*Passage cité*
※
Après la crise, ces rémunérations un peu étranges
sont devenues scandaleuses, à cause du tort que la finance a
porté à l’économie. Et il y a aujourd’hui
une demande populaire très légitime pour que les
régulateurs et le gouvernement mettent de l’ordre. »
Adair
Turner réitère la proposition qu’il a formulée au
dernier Forum économique mondial de Davos, en préconisant la
mise en oeuvre d’un contrôle du
crédit, une mesure qui lui semble pouvoir « prévenir
une autre catastrophe ». Ajoutant :
« Nous pourrions nous pardonner de ne pas comprendre des crises
nouvelles, mais ce qui pose problème, c’est notre
incapacité à tirer les leçons de
phénomènes qui se sont déjà produits
! ».
Voilà
comment il voit les choses : « Il
faudrait faire la différence entre les crédits selon leur
finalité. Il y a ainsi des crédits qui financent
l’activité réelle, de nouveaux actifs ou des
investissements, qui débouchent sur de la croissance ; le
remboursement s’effectue au moyen du cash-flow créé par
l’activité nouvelle. Et d’autres financent le rachat
d’actifs existants – les crédits pour l’immobilier,
pour les LBO ou rachats d’entreprise – avec un endettement
élevé, où ce sont les plus-values qui financent le
coût du crédit. Ce sont deux formes de prêts très
différentes, il n’y a pas de raison de limiter les premiers,
alors que les autres n’ont pas toujours d’utilité sociale,
ils peuvent même être dangereux. Et lorsqu’on relève
les taux d’intérêt, on pénalise
indifféremment les deux, on frappe même davantage
l’activité réelle, alors que l’on récompense
les spéculateurs : le resserrement de la politique monétaire se
traduit souvent par une montée du taux de change, qui augmente la
plus-value. On n’a pas assez réfléchi à cela,
notamment au Royaume-Uni, à cause de l’idéologie ambiante
qui était contre une telle distinction. Nous étions
aveuglés par la crainte de voir resurgir l’interventionnisme et
ses travers. » (*)
※
*Liste du matériel*
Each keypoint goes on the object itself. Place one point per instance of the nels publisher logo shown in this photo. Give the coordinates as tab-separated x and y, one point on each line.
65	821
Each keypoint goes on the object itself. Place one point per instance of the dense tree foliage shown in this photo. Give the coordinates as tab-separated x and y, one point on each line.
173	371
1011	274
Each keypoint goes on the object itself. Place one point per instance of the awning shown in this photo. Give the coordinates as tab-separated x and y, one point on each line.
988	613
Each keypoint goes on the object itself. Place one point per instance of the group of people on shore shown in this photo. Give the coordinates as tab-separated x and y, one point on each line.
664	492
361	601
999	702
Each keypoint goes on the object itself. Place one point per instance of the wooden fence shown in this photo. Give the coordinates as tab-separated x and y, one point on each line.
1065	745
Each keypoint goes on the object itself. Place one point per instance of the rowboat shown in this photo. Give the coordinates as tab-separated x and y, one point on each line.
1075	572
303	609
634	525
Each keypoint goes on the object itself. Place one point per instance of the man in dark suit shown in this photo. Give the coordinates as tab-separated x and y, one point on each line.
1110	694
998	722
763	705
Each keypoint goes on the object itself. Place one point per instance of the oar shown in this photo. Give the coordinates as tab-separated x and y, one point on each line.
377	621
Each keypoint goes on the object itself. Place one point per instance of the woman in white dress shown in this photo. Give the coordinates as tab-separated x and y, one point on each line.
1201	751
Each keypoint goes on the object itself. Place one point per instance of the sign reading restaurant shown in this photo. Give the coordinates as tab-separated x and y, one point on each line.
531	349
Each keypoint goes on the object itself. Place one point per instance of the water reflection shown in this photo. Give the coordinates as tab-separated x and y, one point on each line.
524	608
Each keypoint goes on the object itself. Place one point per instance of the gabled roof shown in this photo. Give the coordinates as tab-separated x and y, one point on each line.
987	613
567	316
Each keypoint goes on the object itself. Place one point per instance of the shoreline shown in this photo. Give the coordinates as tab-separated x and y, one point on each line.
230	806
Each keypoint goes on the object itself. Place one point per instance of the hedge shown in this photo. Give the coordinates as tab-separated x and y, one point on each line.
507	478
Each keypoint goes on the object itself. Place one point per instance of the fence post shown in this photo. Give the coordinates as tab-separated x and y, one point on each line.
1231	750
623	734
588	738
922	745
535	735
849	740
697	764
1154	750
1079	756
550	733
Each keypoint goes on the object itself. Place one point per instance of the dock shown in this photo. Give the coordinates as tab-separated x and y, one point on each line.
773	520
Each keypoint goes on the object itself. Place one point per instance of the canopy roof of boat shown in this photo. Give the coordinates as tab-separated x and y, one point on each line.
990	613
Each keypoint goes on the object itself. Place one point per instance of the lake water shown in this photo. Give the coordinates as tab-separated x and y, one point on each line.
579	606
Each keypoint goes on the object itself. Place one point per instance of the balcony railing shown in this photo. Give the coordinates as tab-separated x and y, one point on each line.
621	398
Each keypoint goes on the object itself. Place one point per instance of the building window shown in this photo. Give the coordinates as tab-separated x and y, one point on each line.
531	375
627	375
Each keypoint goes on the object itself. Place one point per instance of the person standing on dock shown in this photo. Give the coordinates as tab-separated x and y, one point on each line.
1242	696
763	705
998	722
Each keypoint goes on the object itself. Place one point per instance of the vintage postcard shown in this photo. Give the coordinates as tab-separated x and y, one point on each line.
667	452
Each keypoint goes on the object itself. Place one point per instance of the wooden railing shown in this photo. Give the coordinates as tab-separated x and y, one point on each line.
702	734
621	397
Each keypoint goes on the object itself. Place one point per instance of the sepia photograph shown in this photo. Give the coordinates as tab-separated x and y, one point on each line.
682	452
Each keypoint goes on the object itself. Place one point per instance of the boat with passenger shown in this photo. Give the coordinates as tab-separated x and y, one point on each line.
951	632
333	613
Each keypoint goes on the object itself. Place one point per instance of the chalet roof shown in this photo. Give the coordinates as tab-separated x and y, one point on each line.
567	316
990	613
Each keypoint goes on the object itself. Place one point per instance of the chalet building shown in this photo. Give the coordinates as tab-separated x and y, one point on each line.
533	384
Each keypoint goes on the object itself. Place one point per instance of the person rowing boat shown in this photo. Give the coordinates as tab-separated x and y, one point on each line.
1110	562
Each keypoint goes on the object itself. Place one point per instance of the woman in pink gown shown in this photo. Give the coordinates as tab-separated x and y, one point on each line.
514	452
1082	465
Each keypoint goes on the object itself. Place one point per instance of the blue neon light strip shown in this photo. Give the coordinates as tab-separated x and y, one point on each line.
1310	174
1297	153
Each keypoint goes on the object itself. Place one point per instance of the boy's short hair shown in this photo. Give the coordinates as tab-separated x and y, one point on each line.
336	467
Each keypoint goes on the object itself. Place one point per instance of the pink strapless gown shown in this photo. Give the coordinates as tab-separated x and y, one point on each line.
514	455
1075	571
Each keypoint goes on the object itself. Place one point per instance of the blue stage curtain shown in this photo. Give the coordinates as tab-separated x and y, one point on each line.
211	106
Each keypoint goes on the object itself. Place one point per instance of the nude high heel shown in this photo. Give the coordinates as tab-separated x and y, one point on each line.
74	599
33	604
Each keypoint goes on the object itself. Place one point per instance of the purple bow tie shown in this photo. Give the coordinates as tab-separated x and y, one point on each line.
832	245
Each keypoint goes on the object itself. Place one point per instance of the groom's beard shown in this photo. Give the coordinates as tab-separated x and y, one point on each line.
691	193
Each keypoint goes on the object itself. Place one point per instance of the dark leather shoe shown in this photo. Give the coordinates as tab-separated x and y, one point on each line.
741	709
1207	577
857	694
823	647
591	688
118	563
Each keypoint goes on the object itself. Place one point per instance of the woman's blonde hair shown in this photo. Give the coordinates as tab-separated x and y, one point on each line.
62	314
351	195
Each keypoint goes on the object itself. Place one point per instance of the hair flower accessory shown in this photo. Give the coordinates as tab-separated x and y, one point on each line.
※
*Consignes de l'exercice*
1 - D'après l'extrait sur le contrôle du crédit, lors de quel événement Adair Turner a-t-il d'abord formulé sa proposition ?
2 - Poursuivez l'extrait sur le contrôle du crédit en reprenant après sa dernière phrase.
Le matériel n'a aucun lien avec l'extrait sur le contrôle du crédit.

*Résultats par consigne*
1 - Au dernier Forum économique mondial de Davos.

2 -
Le
projet de réforme des activités bancaires de Barack Obama s’inspirait
des idées de Paul Volcker, un ancien
président de la Fed. Aujourd’hui, le sort qui va lui être
réservé par le Sénat américain est pour le moins
incertain. Ce qui va advenir de cette nouvelle proposition d’Adair
Turner l’est tout autant. Dans les deux cas, ces réformes
peuvent être considérées comme n’allant pas au fond
des choses et ne pouvant empêcher le déclenchement
ultérieur d’une nouvelle crise. Mais ces réserves ne
sont-elles pas secondaires, si l’on considère la
personnalité et la position de ceux qui sont à l’origine
de ces tentatives de prévenir une nouvelle catastrophe, et sont
conscient que si rien n’est fait elle sera inévitable
? Pouvant laisser penser que nous ne sommes qu’au
début de la réflexion, et que la poursuite de la crise, sans
attendre la prochaine, va faire mûrir la réflexion
?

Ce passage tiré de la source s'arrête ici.